■ WORK TO COMPLETE: Please say, according to the docstring in the audio identification notebook, how many bits the hash produced by create_hash has.

■ READING PASSAGE:
# MS 2.2- Group 10

**Members**: Niklas Grüner (12217059), Konstantin Unterweger (12222169), Martin Harhammer (12221683)


The following sections describe and implement an attempt to Audio Identification. 

# Task 1

In [1]:
# imports
import os, sys
import numpy as np
from numba import jit
import librosa
#from scipy import signal
from scipy import ndimage
from matplotlib import pyplot as plt
import IPython.display as ipd
import time

sys.path.append('..')
import libfmp.b
import libfmp.c2
import libfmp.c6
from IPython.display import clear_output


%matplotlib inline

In [2]:
def define_target_zone(anchor, peaks, time_window, freq_range):
    """Define a target zone for a given anchor point."""
    anchor_freq, anchor_time = anchor
    target_peaks = [
        (freq, time) for freq, time in peaks
        if anchor_time < time <= anchor_time + time_window
        and abs(anchor_freq - freq) <= freq_range
    ]
    return target_peaks


In [3]:
def create_hash(anchor, target):
    """Generate a 32-bit hash."""
    anchor_freq, anchor_time = anchor
    target_freq, target_time = target
    time_diff = target_time - anchor_time
    return (anchor_freq << 20) | (target_freq << 10) | time_diff

def generate_hashes(peaks, time_window, freq_range):
    """Generate hashes for all anchor points."""
    hashes = []
    for anchor in peaks:
        target_zone = define_target_zone(anchor, peaks, time_window, freq_range)
        for target in target_zone:
            hash_value = create_hash(anchor, target)
            hashes.append(hash_value)
    return hashes


In [4]:
def create_database(peaks_per_track, time_window, freq_range):
    """Create a database of hashes for all tracks."""
    database = {}
    for track_id, peaks in peaks_per_track.items():
        hashes = generate_hashes(peaks, time_window, freq_range)
        database[track_id] = hashes
    return database


In [5]:
def match_query(query_peaks, database, time_window, freq_range):
    """Match query peaks against the database."""
    query_hashes = generate_hashes(query_peaks, time_window, freq_range)
    matches = {}
    for track_id, track_hashes in database.items():
        common_hashes = set(query_hashes) & set(track_hashes)
        matches[track_id] = len(common_hashes)
    return sorted(matches.items(), key=lambda x: x[1], reverse=True)

■ DATA EXCERPTS:

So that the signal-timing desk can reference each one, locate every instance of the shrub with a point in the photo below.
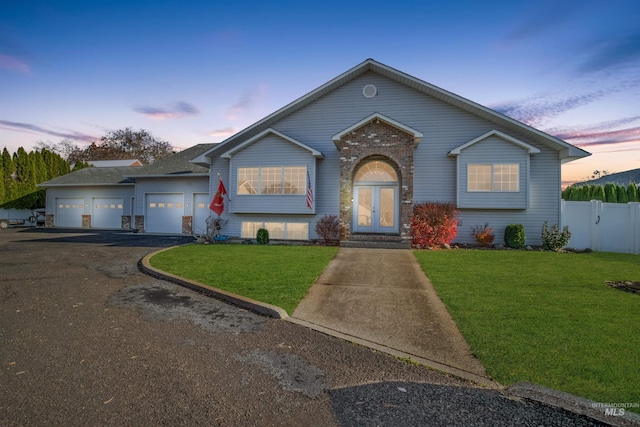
(553, 239)
(483, 234)
(328, 227)
(433, 224)
(263, 236)
(632, 192)
(514, 236)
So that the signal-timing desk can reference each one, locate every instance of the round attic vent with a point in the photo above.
(369, 91)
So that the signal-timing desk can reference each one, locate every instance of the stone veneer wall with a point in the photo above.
(187, 225)
(376, 140)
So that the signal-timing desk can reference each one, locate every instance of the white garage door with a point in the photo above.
(69, 212)
(164, 213)
(200, 213)
(107, 212)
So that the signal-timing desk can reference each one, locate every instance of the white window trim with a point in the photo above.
(284, 223)
(259, 192)
(493, 178)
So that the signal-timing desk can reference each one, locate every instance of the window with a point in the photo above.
(493, 177)
(274, 180)
(277, 230)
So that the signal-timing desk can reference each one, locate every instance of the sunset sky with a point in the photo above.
(198, 71)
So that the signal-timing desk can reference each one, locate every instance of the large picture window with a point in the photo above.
(275, 180)
(502, 177)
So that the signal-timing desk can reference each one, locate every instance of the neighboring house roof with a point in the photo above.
(177, 164)
(566, 151)
(174, 165)
(111, 163)
(93, 176)
(270, 131)
(530, 149)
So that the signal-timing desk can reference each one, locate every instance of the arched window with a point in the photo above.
(376, 171)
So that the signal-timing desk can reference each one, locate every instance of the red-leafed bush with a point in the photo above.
(433, 224)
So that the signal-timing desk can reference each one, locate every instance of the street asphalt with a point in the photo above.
(88, 339)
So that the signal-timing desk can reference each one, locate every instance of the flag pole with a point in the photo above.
(220, 178)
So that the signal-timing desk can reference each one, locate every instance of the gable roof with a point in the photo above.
(417, 135)
(567, 152)
(530, 148)
(93, 176)
(271, 131)
(177, 164)
(110, 163)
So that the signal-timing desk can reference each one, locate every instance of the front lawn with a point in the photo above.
(546, 317)
(278, 275)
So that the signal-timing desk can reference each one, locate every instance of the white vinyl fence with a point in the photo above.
(606, 227)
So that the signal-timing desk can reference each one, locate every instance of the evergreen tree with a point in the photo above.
(632, 192)
(8, 175)
(1, 183)
(598, 193)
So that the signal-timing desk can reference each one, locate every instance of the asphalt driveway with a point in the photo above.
(86, 339)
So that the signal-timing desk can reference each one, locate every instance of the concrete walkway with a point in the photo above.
(381, 298)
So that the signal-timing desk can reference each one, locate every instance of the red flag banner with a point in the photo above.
(217, 204)
(309, 192)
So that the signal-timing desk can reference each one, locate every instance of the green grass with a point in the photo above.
(278, 275)
(546, 317)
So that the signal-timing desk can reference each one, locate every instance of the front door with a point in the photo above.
(375, 209)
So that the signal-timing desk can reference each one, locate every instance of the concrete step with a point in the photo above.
(375, 244)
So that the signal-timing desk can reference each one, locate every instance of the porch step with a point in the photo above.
(377, 241)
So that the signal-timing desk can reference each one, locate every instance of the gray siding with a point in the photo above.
(186, 186)
(444, 126)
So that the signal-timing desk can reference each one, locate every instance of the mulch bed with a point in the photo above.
(627, 286)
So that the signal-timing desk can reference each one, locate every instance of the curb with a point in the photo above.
(575, 404)
(231, 298)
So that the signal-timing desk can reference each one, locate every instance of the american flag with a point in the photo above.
(309, 192)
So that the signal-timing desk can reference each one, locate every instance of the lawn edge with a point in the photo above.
(572, 403)
(258, 307)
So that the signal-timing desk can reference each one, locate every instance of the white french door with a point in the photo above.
(375, 209)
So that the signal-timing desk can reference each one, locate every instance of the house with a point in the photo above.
(372, 142)
(365, 147)
(167, 196)
(110, 163)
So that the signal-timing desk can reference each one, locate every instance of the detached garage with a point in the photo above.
(90, 198)
(164, 213)
(68, 212)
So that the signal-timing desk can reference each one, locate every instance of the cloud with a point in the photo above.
(610, 52)
(179, 110)
(601, 134)
(223, 132)
(246, 102)
(540, 109)
(588, 139)
(14, 64)
(74, 136)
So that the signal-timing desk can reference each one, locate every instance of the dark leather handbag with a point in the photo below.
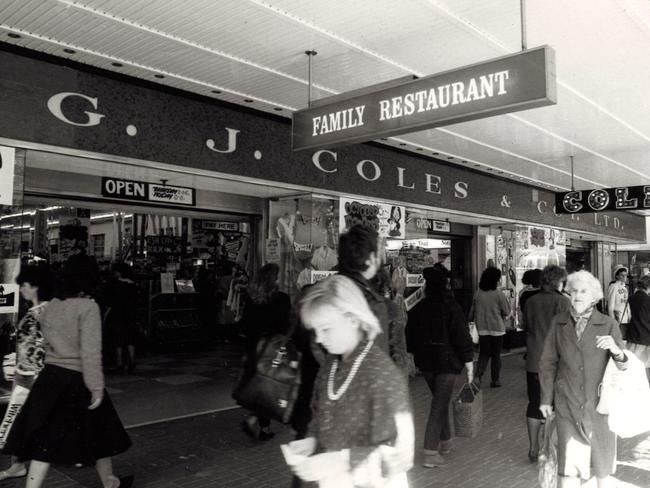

■ EXERCISE RESPONSE: 32 bits.